SHORT TASK: Images excluded, repeat each entry below exactly.

········

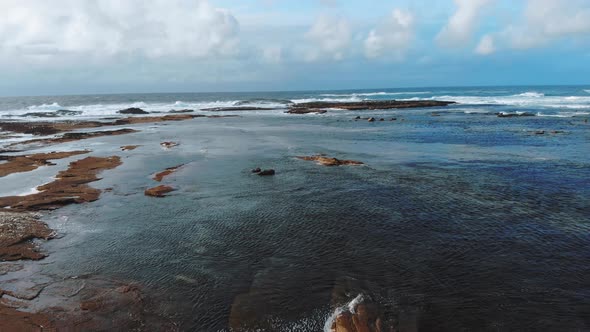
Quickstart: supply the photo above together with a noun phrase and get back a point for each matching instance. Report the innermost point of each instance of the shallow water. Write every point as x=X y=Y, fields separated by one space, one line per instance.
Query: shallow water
x=464 y=221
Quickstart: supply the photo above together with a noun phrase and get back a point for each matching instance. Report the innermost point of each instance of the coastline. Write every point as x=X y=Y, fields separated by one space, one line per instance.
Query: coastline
x=122 y=292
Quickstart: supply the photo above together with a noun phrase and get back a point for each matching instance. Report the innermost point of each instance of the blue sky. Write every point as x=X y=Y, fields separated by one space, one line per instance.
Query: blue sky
x=110 y=46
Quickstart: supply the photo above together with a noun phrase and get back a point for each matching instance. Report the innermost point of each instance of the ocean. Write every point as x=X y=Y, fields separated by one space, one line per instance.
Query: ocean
x=462 y=221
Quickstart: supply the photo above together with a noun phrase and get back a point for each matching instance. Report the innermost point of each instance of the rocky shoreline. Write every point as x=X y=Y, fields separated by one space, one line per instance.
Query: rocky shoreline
x=322 y=107
x=90 y=304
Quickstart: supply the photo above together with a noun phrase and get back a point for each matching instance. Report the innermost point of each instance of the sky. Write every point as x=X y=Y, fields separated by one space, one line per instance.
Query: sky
x=114 y=46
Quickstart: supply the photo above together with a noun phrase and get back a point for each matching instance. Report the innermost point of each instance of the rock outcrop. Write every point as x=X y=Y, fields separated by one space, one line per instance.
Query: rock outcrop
x=327 y=161
x=160 y=176
x=17 y=230
x=133 y=110
x=26 y=163
x=70 y=187
x=366 y=105
x=159 y=191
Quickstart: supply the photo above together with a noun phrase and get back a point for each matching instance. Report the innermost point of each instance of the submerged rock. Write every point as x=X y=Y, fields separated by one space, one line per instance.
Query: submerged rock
x=70 y=187
x=327 y=161
x=160 y=176
x=267 y=172
x=18 y=164
x=159 y=191
x=133 y=110
x=514 y=115
x=129 y=147
x=168 y=145
x=16 y=232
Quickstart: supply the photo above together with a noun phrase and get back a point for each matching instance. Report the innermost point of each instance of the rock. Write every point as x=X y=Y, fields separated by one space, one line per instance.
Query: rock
x=160 y=176
x=181 y=111
x=327 y=161
x=18 y=164
x=16 y=232
x=371 y=104
x=514 y=115
x=266 y=172
x=70 y=187
x=133 y=110
x=237 y=108
x=129 y=147
x=168 y=145
x=159 y=191
x=306 y=111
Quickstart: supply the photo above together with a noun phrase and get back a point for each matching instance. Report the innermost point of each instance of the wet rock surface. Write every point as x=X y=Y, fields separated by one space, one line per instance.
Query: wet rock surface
x=17 y=230
x=170 y=170
x=129 y=147
x=328 y=161
x=238 y=108
x=366 y=105
x=70 y=187
x=26 y=163
x=159 y=191
x=133 y=110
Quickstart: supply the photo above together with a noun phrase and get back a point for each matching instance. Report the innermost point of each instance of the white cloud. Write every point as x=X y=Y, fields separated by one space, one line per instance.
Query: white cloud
x=547 y=20
x=392 y=38
x=486 y=45
x=329 y=37
x=272 y=54
x=45 y=29
x=460 y=28
x=542 y=22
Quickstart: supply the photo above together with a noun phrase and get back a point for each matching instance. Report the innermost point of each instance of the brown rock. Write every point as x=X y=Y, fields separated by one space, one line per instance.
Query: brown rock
x=133 y=110
x=159 y=191
x=371 y=104
x=159 y=176
x=267 y=172
x=327 y=161
x=70 y=187
x=16 y=232
x=168 y=145
x=26 y=163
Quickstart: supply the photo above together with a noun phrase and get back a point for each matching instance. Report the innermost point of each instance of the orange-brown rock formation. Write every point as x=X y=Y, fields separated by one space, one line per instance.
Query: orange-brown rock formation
x=70 y=187
x=327 y=161
x=26 y=163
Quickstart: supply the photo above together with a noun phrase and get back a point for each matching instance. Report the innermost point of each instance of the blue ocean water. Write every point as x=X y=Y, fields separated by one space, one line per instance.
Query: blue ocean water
x=545 y=100
x=462 y=221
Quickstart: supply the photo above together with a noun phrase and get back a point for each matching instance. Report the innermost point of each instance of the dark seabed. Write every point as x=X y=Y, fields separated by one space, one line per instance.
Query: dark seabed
x=460 y=222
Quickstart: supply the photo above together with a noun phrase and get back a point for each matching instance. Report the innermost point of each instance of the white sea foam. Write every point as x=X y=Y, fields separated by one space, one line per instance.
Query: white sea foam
x=521 y=100
x=532 y=94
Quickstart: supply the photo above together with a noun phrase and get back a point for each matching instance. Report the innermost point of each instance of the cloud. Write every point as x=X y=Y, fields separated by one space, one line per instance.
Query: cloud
x=392 y=38
x=486 y=45
x=461 y=26
x=329 y=37
x=548 y=20
x=39 y=29
x=542 y=22
x=272 y=54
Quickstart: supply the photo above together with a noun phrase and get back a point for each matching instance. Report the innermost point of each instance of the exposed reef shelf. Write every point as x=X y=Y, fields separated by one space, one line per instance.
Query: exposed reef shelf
x=315 y=107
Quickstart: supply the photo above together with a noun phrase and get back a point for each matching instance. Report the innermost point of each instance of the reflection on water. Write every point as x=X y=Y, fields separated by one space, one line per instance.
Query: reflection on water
x=459 y=222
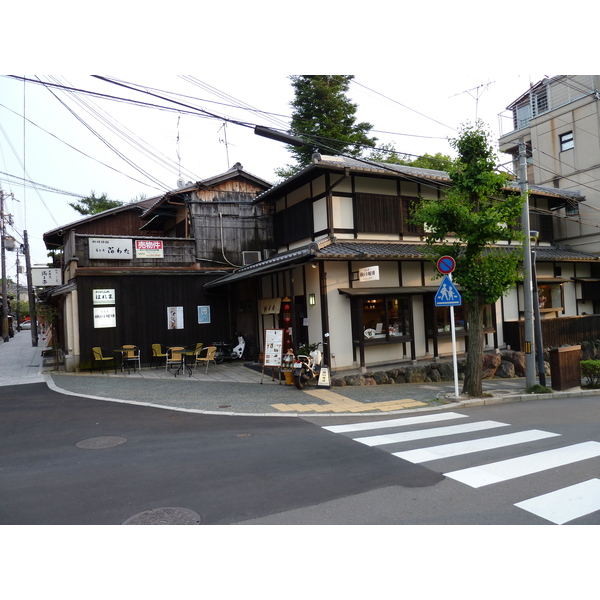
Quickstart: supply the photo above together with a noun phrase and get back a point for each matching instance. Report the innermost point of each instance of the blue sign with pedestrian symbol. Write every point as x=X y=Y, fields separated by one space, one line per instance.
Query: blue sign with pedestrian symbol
x=447 y=294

········

SOLUTION TO THE PROBLEM:
Quickstart: supply the photo above together with a noun phrase and get back a point for each matching instance. Report the innermost point of each instance of the shallow water. Write every point as x=X y=Y, fields separated by one space, one line per instance.
Query: shallow water
x=464 y=221
Quickstart: supply the photo above together with a noun phrase and get back a point for each matching instance. Report the innermost point of each instance of the coastline. Write every point as x=X y=Y, fields separated by one space, one line per instance.
Query: coastline
x=122 y=292
Quickstart: supply the photo above together with a noun phrase and get back a point for each matching instance. Report the innermost point of each instance of the blue sky. Write every point as x=X y=Y, fields separated by one space, one line per instance.
Query: blue sky
x=110 y=46
Quickstart: supply the photo above together with a noun phrase and get back a point for each matching instance. Report the innermost point of each instance of the ocean. Write every point as x=X y=Y, fields separated by one space, one line per instance.
Query: ocean
x=462 y=221
Quickstart: supply the photo above together with a noun phrase and get back a point for each matching instance. Report the innermost point of each instance of the rocky shoreline. Write every point as x=X y=Y, fields separated by one space, one line per instance.
Query: rocky shoreline
x=322 y=107
x=90 y=304
Quickstart: supply the photo above together with a noun phrase and get back a point for each matching instance. Report the innermost point of each instance of the sky. Write every point as x=X y=Y, fields separated by one space, one line per instance.
Query: sky
x=114 y=46
Quickstart: supply the photo above together with a noun phrase and get back a point for each matching instance. Report the innermost point of each instance of the rock outcrop. Write every point as x=X y=Y, fields separated by one space, one line per instance.
Query: rock outcrop
x=327 y=161
x=160 y=176
x=17 y=230
x=133 y=110
x=26 y=163
x=70 y=187
x=366 y=105
x=159 y=191
Quickstart: supply the photo above together with a noun phrase and get back a point for each matching instance. Report the innermost point of each instance of the submerged rock. Write every point as x=X y=Y, fields separated by one space, one line per instance.
Query: submerged rock
x=70 y=187
x=327 y=161
x=160 y=176
x=267 y=172
x=18 y=164
x=159 y=191
x=133 y=110
x=514 y=115
x=129 y=147
x=168 y=145
x=16 y=232
Quickstart: supply the photo above together with a noun phrase and get back a point for each matching instance. Report the innermost point of each instance of the rock. Write every point as x=X y=Y, fields separated by one space, one line per instance.
Query: rock
x=160 y=176
x=181 y=111
x=327 y=161
x=18 y=164
x=16 y=232
x=371 y=104
x=514 y=115
x=266 y=172
x=70 y=187
x=133 y=110
x=237 y=108
x=129 y=147
x=168 y=145
x=159 y=191
x=306 y=111
Quickstart: supply the photo above together with a noun phrase and get back a point for each matching instance. Report the innermost point of each instance of the wet rock surface. Write every point as x=X y=Y, fields separated by one space, one line per instance.
Query: wet rock surface
x=17 y=230
x=170 y=170
x=129 y=147
x=328 y=161
x=238 y=108
x=366 y=105
x=70 y=187
x=26 y=163
x=159 y=191
x=133 y=110
Quickstart: supply the photo above together with a noun phrase and get back a point for each matching instance. Report the innermost point of each instance of the white cloud. Write every point as x=X y=Y, fields separated by one space, one line per instance.
Query: white cloud
x=547 y=20
x=392 y=38
x=486 y=45
x=329 y=37
x=272 y=54
x=45 y=29
x=460 y=28
x=542 y=22
Quickstart: supply the photo above together with a noun phrase and get back a point for each matching instance. Report the innermost point of each instance of the brown rock. Write every point as x=X y=Y, fields separated by one space, one line per instance.
Query: brown rock
x=133 y=110
x=159 y=191
x=371 y=104
x=159 y=176
x=267 y=172
x=327 y=161
x=70 y=187
x=16 y=232
x=168 y=145
x=26 y=163
Quickstart: supply the photo above together with a noun phrase and get back a point for each matching instance. Report the innermost point of each instance of the orange-brown rock formation. Write every point as x=X y=Y, fields separated by one space, one line per instance.
Query: orange-brown rock formation
x=70 y=187
x=327 y=161
x=26 y=163
Quickstart: supply the photo above together with a noun phrase and get back a point for each matching instance. Report the innermost point of each instance of the blue ocean water. Write every point as x=X y=Y, fields separated by one space, one line per instance.
Query: blue ocean water
x=545 y=100
x=462 y=221
Quickstart: supply the photo above together with a noun phrase and get back a point for each matching instance. Report the innermost point of each instance of the dark seabed. Write every point as x=X y=Y, fields separated by one space, one line per instance.
Query: dark seabed
x=460 y=222
Quickstart: supply the photo above together with a noun phrase and get back a point for each matching instance. Report the innermost point of each instance of the white sea foam. Write every point as x=X y=Y, fields separated by one space, one line per instance.
Query: white sea foam
x=521 y=100
x=532 y=94
Quickstart: supply the photo above together with a noun phrase and get back a point for each matching instance. Report the innermost point of each instance of the cloud. Write every point as x=X y=Y, fields separated by one space, one line per instance.
Query: cloud
x=392 y=38
x=486 y=45
x=461 y=26
x=329 y=37
x=548 y=20
x=39 y=29
x=542 y=22
x=272 y=54
Quickstart: supply the photo above together with a noun phrase and get back a point for each matching instance. Report the innermost point of each instance of the exposed reef shelf. Write every point as x=X y=Y, fields separated by one space, one line per instance.
Query: exposed reef shelf
x=315 y=107
Quickstart: supply the photo above together with a noun phrase and get back a point for each matching instance. Report the innermost point of each instance of the reflection on water. Write every point as x=X y=Y, fields separated by one space, one line per instance.
Query: reflection on water
x=459 y=222
Quickstart: supply the photo above together with a noun phrase and get back a point for each matching instance. Report the innermost point of each instance of the blue sign with pedestrian symbol. Write every point as x=X y=Y, fields separated by one space, one line per instance.
Query: blue sign with pedestrian symbol
x=447 y=294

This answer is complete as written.